- **WRITTEN TASK**
Below is a listing; reproduce each line of it exactly.

- **PROVIDED RECORDS**
▬▬▬
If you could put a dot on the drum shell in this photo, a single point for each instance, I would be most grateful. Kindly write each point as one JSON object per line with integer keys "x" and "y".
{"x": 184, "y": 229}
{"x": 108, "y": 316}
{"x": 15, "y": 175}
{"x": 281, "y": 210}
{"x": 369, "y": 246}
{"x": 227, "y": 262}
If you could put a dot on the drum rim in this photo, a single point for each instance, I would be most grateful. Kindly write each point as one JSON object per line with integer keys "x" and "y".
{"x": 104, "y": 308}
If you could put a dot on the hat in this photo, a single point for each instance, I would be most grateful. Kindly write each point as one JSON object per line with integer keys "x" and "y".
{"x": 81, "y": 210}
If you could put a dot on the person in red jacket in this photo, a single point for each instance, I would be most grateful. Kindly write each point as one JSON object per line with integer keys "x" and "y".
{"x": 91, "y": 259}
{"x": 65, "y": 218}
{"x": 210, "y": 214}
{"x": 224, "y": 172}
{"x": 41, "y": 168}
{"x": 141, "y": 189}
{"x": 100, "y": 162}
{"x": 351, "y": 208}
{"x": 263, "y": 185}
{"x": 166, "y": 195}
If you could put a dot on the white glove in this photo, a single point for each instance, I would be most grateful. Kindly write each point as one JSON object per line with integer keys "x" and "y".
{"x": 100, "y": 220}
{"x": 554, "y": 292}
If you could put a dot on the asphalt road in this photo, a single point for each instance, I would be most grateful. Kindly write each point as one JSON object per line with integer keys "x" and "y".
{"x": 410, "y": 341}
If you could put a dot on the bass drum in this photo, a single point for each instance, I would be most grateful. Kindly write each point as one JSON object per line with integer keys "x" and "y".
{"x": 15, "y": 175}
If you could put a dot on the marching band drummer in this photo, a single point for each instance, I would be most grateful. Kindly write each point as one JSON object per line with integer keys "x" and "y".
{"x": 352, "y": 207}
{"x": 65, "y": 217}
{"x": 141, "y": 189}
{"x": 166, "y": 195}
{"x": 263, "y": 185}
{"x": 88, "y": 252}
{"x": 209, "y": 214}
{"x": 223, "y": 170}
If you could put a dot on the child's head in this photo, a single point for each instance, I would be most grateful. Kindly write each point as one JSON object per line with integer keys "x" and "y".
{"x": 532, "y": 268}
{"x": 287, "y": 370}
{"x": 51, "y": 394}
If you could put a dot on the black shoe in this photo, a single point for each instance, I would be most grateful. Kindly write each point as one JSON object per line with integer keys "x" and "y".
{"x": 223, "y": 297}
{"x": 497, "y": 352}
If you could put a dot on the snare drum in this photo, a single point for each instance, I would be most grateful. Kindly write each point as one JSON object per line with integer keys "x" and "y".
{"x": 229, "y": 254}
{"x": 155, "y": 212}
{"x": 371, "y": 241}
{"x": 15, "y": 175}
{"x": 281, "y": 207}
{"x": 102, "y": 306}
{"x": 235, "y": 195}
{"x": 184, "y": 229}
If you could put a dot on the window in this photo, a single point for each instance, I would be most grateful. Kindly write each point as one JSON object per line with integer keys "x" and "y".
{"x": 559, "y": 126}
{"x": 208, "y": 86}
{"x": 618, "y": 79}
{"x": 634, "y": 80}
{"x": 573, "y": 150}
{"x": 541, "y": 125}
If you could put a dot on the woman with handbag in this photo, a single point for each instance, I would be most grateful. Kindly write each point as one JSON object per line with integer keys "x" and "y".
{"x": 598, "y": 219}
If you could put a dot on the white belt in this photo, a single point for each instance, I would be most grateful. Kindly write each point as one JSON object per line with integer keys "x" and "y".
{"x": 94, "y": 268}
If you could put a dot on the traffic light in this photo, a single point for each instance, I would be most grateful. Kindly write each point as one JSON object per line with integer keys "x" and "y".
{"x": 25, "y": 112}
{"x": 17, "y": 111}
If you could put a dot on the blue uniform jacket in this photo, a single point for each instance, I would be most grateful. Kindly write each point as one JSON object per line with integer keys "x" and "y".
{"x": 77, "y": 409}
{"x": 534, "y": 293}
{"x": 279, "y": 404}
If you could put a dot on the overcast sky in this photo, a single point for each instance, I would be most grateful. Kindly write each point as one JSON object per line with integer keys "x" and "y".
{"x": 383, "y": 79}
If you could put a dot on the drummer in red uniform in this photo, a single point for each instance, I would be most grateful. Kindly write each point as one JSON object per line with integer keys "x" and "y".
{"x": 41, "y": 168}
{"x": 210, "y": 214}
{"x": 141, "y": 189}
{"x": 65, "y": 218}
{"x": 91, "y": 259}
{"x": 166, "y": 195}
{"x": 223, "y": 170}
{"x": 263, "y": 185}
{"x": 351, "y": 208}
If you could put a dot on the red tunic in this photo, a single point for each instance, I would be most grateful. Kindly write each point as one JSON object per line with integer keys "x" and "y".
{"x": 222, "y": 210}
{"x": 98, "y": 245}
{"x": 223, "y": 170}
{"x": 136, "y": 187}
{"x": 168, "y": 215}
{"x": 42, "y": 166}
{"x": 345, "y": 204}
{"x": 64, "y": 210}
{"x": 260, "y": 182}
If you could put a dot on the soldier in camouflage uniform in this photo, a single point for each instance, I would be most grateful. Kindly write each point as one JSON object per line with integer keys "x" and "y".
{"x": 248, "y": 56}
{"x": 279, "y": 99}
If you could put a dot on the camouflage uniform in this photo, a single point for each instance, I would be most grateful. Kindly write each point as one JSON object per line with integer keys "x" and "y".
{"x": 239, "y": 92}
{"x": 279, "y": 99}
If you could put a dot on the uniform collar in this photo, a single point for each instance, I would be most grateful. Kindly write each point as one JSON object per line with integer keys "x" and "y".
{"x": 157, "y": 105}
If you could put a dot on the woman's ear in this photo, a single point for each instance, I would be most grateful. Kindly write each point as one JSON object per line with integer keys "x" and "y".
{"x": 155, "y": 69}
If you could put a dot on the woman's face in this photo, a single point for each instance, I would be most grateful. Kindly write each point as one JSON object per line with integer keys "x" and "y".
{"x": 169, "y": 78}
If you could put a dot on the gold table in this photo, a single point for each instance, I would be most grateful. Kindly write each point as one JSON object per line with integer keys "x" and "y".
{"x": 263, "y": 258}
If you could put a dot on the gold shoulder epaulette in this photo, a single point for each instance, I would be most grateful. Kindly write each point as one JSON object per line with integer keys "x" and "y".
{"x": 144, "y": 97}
▬▬▬
- **RESULT FOR THIS TASK**
If you could put a dot on the drum shell in this photo, a single point for each instance, I would be most grateful. Kindly write each point as one JSON object per line with integer keys "x" and "y".
{"x": 184, "y": 229}
{"x": 108, "y": 316}
{"x": 15, "y": 175}
{"x": 281, "y": 210}
{"x": 369, "y": 246}
{"x": 227, "y": 262}
If you could put a dot on the drum rim in this photo, a single point for each instance, I would be most grateful. Kindly write each point as one JSON object per line with integer keys "x" and "y".
{"x": 104, "y": 308}
If you could put a dot on the hat in this photo, a single point for each instance, I would be most grateful. Kindly write each point as one JSON object per line with integer keys "x" and "y".
{"x": 81, "y": 210}
If you could put a dot on the person in red jacket in this photo, a single point for each instance, I would be most grateful. Kindly write each point as one JSON object per line with integer keys "x" and "y".
{"x": 91, "y": 259}
{"x": 65, "y": 218}
{"x": 210, "y": 214}
{"x": 224, "y": 172}
{"x": 41, "y": 168}
{"x": 141, "y": 189}
{"x": 100, "y": 162}
{"x": 351, "y": 208}
{"x": 263, "y": 185}
{"x": 166, "y": 195}
If you could put a dot on the white glove in this photo, a single point for each instance, I would be most grateful. Kindly write each point as one JSON object per line with integer keys "x" and "y".
{"x": 100, "y": 220}
{"x": 554, "y": 292}
If you could put a dot on the asphalt road in this photo, a single point for each instance, I would be most grateful. Kindly write each point as one JSON object per line with integer keys "x" and "y".
{"x": 410, "y": 341}
If you could put a dot on the bass drum in this photo, a single point for each instance, I would be most grateful. Kindly write each point as one JSON object per line with integer keys "x" and "y".
{"x": 15, "y": 175}
If you could put a dot on the marching band drummer in this photo, a single point for each instance, I would be most grateful. Kindly write each point as one JSON object per line with integer keys "x" and "y".
{"x": 352, "y": 207}
{"x": 65, "y": 217}
{"x": 141, "y": 189}
{"x": 166, "y": 195}
{"x": 263, "y": 185}
{"x": 88, "y": 252}
{"x": 209, "y": 214}
{"x": 223, "y": 170}
If you could put a dot on the child's head in this photo, a single point for each instance, I would be most grateful. Kindly write each point as one JSON object per line with integer keys "x" and "y".
{"x": 532, "y": 268}
{"x": 287, "y": 370}
{"x": 51, "y": 394}
If you could put a dot on the black shoe in this photo, a single point for each instance, I would be most grateful. Kindly write each point as one JSON object per line with integer keys "x" and "y".
{"x": 223, "y": 297}
{"x": 497, "y": 352}
If you could put a dot on the snare drum in this photo, a single point for each instance, I would be most grateful. Kindly write each point as one JSON object per line with integer keys "x" and "y".
{"x": 229, "y": 254}
{"x": 155, "y": 212}
{"x": 371, "y": 241}
{"x": 15, "y": 175}
{"x": 281, "y": 207}
{"x": 102, "y": 306}
{"x": 235, "y": 195}
{"x": 184, "y": 229}
If you could put a dot on the window in this photo, a single point for each instance, I would be most grateful. Kindly write each point as one JSON object per line with integer keys "x" and "y".
{"x": 559, "y": 126}
{"x": 208, "y": 86}
{"x": 618, "y": 79}
{"x": 634, "y": 80}
{"x": 573, "y": 150}
{"x": 541, "y": 125}
If you could put a dot on the woman with handbag in this photo, a single point for each instance, I would be most grateful. Kindly write each point as one JSON object per line with integer keys "x" and "y".
{"x": 598, "y": 219}
If you could put a dot on the white belt in this photo, a single point for each instance, I would be most grateful. Kindly write each point as one JSON object per line with integer keys "x" and "y".
{"x": 94, "y": 268}
If you could put a dot on the traffic light in this photo, a single point for each instance, I would be most grateful. Kindly write each point as one JSON object per line with integer keys "x" and "y".
{"x": 25, "y": 112}
{"x": 17, "y": 111}
If you could put a dot on the blue uniform jacket in this photo, a single point for each instance, I would be most grateful. Kindly write each point as one JSON object per line with integer keys "x" and "y".
{"x": 77, "y": 409}
{"x": 534, "y": 293}
{"x": 279, "y": 404}
If you could put a dot on the overcast sky in this photo, a single point for each instance, I would be most grateful. Kindly write each point as one JSON object per line with integer keys "x" and "y".
{"x": 383, "y": 79}
If you could put a dot on the drummer in red uniform in this photo, a single point for each instance, I would be most grateful. Kindly write each point as one JSON object per line with integer keys "x" and "y".
{"x": 41, "y": 168}
{"x": 210, "y": 214}
{"x": 141, "y": 189}
{"x": 65, "y": 218}
{"x": 91, "y": 259}
{"x": 166, "y": 195}
{"x": 223, "y": 170}
{"x": 263, "y": 185}
{"x": 351, "y": 208}
If you could put a dot on the red tunic in this photo, a single point for each instance, I would be most grateful. Kindly write each point as one JSON object per line with integer keys "x" and "y".
{"x": 222, "y": 210}
{"x": 98, "y": 245}
{"x": 223, "y": 170}
{"x": 136, "y": 187}
{"x": 168, "y": 215}
{"x": 42, "y": 166}
{"x": 345, "y": 204}
{"x": 64, "y": 210}
{"x": 260, "y": 182}
If you could put a dot on the soldier in camouflage uniform in this photo, a single point for each instance, I would be most grateful. Kindly write each point as one JSON object per line with integer keys "x" and "y".
{"x": 248, "y": 56}
{"x": 279, "y": 99}
If you could put a dot on the camouflage uniform in this photo, a single point for each instance, I would be most grateful. Kindly write each point as one JSON object per line with integer keys "x" and "y".
{"x": 239, "y": 92}
{"x": 279, "y": 99}
If you could put a dot on the uniform collar in this photo, a single point for each instance, I would be most grateful. Kindly write each point as one JSON object per line with integer keys "x" and "y".
{"x": 157, "y": 105}
If you could put a dot on the woman's ear in this photo, a single point for each instance, I would be most grateful. Kindly write each point as one JSON object per line with integer keys "x" and "y".
{"x": 155, "y": 69}
If you could put a dot on the woman's face in this photo, a single point for each instance, I would be most grateful. Kindly write each point as one JSON object per line with integer keys "x" and "y".
{"x": 169, "y": 78}
If you could put a dot on the gold table in this photo, a single point for each instance, I would be most grateful. Kindly write each point as one JSON object per line with integer keys "x" and "y".
{"x": 263, "y": 258}
If you could put a dot on the gold shoulder epaulette in this photo, a single point for each instance, I would be most grateful. Kindly write each point as one JSON object per line with integer keys "x" and "y".
{"x": 144, "y": 97}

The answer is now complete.